Provided text
┄┄┄┄┄┄┄┄┄┄┄┄┄┄┄┄┄┄┄┄

Additionally, 98% of the 1700 adult ticks submitted were female.

The overall infection rate for Borrelia burgdorferi, Anaplasmosis phagocytophilum, and Babesia microti in human-biting ticks were 29.6%, 4.6%, and 1.8%, respectively, writes Xu. Tick bites on a child may lead to more than Lyme disease.

The authors reported ticks harboring multiple infectious agents:

  • 1.8% were co-infected by B. burgdorferi and A. phagocytophilum;
  • 1.0% were co-infected by B. burgdorferi and B. microti;
  • 0.4% were co-infected by A. phagocytophilum and B. microti.

Triple co-infections were found in 0.3% of the ticks.

Note: The investigators did not check for other infections, such as Bartonella henselae or Borrelia miyamotoi.

When do tick bites on children occur?

Tick bites on a child occurred most frequently in the Spring and Fall when children are participating in school activities and sports, explains Xu.

According to the authors, 1700 adult ticks displayed two discrete peaks:

  • April – June peak (representing questing activity of the overwintering population)
  • October – December peak (representing large autumnal populations)

Between April and October, 360 nymphs were received, with a clear peak in June.

How effective are tick bite prevention methods?

According to several studies, prevention methods are failing our children. One of the most effective ways of measuring whether tick bite prevention methods are working is to monitor the number of tick bites that involve an engorged tick. [4] This is because ticks typically do not become engorged for at least 24 hours.

READ MORE: The dangers in being bitten by a partially fed tick (not fully engorged), where infection is postulated to occur in less than 6 hours. Have you been bitten by a partially fed tick? 

Unfortunately, Xu and colleagues found that 35.6% of ticks attached to children younger than 9-years-old were engorged.

This is particularly concerning given that an engorged tick increases your chances of developing Lyme disease by 20 times. [5]

Only 12% of children reported performing regular tick checks.

A school-based intervention program, offered to 1,562 elementary students, explored why children are more likely to get a tick bite. [6] The responses indicate a need for ongoing educational efforts on tick bite prevention measures.

Following are the responses to several of the questions:

How often do you check yourself for ticks?

┄┄┄┄┄┄┄┄┄┄┄┄┄┄┄┄┄┄┄┄

Dataset entries

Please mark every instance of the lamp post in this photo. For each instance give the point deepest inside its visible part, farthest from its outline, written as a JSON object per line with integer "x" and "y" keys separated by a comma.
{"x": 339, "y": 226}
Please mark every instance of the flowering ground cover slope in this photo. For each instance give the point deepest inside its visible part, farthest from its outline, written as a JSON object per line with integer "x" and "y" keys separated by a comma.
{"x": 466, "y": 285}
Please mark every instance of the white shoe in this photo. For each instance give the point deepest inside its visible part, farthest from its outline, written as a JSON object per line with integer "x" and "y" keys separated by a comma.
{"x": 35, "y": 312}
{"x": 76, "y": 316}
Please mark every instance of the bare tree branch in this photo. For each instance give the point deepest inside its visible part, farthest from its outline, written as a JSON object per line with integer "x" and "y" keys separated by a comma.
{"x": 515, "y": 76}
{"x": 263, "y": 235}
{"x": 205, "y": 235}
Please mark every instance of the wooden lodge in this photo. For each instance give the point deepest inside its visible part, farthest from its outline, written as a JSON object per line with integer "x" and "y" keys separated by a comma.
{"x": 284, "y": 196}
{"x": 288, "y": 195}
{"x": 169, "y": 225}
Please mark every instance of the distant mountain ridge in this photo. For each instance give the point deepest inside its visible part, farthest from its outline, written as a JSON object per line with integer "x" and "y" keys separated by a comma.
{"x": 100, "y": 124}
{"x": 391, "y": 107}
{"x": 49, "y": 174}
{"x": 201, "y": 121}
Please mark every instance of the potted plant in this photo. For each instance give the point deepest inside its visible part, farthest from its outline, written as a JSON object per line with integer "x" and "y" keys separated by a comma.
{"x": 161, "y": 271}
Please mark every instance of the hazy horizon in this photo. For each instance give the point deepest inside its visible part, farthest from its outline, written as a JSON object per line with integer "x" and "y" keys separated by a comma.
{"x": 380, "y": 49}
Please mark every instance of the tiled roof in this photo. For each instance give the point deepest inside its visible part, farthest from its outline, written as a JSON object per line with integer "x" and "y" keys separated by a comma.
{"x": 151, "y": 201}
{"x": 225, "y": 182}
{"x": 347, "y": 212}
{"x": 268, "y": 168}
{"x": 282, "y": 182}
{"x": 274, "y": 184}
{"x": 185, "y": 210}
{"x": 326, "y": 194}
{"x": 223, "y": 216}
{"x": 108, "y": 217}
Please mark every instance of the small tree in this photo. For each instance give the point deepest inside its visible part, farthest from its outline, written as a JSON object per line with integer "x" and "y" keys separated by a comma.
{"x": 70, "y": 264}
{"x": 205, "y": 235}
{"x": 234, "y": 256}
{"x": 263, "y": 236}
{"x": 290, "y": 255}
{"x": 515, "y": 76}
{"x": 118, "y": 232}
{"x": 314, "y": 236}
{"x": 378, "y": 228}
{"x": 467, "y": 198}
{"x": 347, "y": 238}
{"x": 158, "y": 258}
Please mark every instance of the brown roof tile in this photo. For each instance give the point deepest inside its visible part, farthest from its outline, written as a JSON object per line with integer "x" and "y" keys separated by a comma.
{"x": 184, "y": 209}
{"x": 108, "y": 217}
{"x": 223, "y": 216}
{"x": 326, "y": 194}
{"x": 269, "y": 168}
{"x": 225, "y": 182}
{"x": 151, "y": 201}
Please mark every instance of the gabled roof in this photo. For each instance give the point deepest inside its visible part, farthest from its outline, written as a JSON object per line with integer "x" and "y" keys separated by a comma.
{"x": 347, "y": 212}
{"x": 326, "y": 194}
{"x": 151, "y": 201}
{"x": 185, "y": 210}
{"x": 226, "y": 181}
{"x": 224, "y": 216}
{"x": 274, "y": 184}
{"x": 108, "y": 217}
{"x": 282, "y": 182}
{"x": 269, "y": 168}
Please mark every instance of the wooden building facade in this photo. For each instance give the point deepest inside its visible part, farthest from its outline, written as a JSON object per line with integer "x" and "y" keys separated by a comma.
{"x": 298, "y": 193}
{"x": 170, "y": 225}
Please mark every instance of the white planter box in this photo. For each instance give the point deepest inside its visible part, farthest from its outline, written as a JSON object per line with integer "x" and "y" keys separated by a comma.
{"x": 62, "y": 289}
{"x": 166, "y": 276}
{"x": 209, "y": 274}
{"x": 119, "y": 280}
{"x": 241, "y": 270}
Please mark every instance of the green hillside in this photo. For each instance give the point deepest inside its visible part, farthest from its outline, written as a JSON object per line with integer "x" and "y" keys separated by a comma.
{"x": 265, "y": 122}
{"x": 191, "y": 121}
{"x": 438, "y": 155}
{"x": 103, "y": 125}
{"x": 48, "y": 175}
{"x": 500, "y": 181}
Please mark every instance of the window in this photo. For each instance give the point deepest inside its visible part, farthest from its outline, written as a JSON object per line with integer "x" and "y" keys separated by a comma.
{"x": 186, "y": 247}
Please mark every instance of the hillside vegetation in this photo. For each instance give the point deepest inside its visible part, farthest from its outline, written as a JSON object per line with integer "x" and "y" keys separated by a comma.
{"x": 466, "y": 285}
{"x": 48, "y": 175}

┄┄┄┄┄┄┄┄┄┄┄┄┄┄┄┄┄┄┄┄

Questions to answer
(a) Please duplicate the tick bite text from the words "According to the" through the words "partially fed tick?".
(b) Name every infectious agent that the tick bite text gives by its full scientific name.
(c) Write the next part of the tick bite text, picking up after its last line.

Responses per task
(a)
According to the authors, 1700 adult ticks displayed two discrete peaks:

  • April – June peak (representing questing activity of the overwintering population)
  • October – December peak (representing large autumnal populations)

Between April and October, 360 nymphs were received, with a clear peak in June.

How effective are tick bite prevention methods?

According to several studies, prevention methods are failing our children. One of the most effective ways of measuring whether tick bite prevention methods are working is to monitor the number of tick bites that involve an engorged tick. [4] This is because ticks typically do not become engorged for at least 24 hours.

READ MORE: The dangers in being bitten by a partially fed tick (not fully engorged), where infection is postulated to occur in less than 6 hours. Have you been bitten by a partially fed tick?

(b)
Borrelia burgdorferi
Anaplasmosis phagocytophilum
Babesia microti
Bartonella henselae
Borrelia miyamotoi

(c)
  • 56.8% = sometimes
  • 12.0%  = always
  • 25.8% = usually

Who helps you check for ticks most of the time?

  • 77.8% = grown-up at home
  • 14.6% = themselves
  • 2.0% = grown-up at school checked for ticks
  • 4.4% = did not check at all

“As long as there are no effective measures for controlling tick populations and there is no vaccine available, we rely solely on health education and communication efforts to prevent tick bites and Lyme Borreliosis (LB)” writes Beaujean. [7]

“We call on researchers and funders to prioritize research in the field of public health interventions for tick bites and LB,” he writes, “because, in the words of Benjamin Franklin, ‘an ounce of prevention is worth a pound of cure.'”

UPDATED: June 21, 2021

  1. Bacon RM, Kugeler KJ, Mead PS. Surveillance for Lyme disease–United States, 1992-2006. MMWR Surveill Summ, 57(10), 1-9 (2008).
  2. Marx GE, Spillane M, Beck A, Stein Z, Powell AK, Hinckley AF. Emergency Department Visits for Tick Bites – United States, January 2017-December 2019. MMWR Morb Mortal Wkly Rep. 2021 Apr 30;70(17):612-616. doi: 10.15585/mmwr.mm7017a2. PMID: 33914718; PMCID: PMC8084121.
  3. Xu G, Mather TN, Hollingsworth CS, Rich SM. Passive Surveillance of Ixodes scapularis (Say), Their Biting Activity, and Associated Pathogens in Massachusetts. Vector Borne Zoonotic Dis, 16(8), 520-527 (2016).
  4. Falco RC, Fish D, Piesman J. Duration of tick bites in a Lyme disease-endemic area. Am J Epidemiol, 143(2), 187-192 (1996).
  5. Sood SK. Lyme disease in children. Infect Dis Clin North Am, 29(2), 281-294 (2015).
  6. Shadick NA, Zibit MJ, Nardone E, DeMaria A, Jr., Iannaccone CK, Cui J. A School-Based Intervention to Increase Lyme Disease Preventive Measures Among Elementary School-Aged Children. Vector Borne Zoonotic Dis, 16(8), 507-515 (2016).
  7. Beaujean D, Crutzen R, Kengen C, van Steenbergen J, Ruwaard D. Increase in Ticks and Lyme Borreliosis, Yet Research into Its Prevention on the Wane. Vector Borne Zoonotic Dis, 16(5), 349-351 (2016).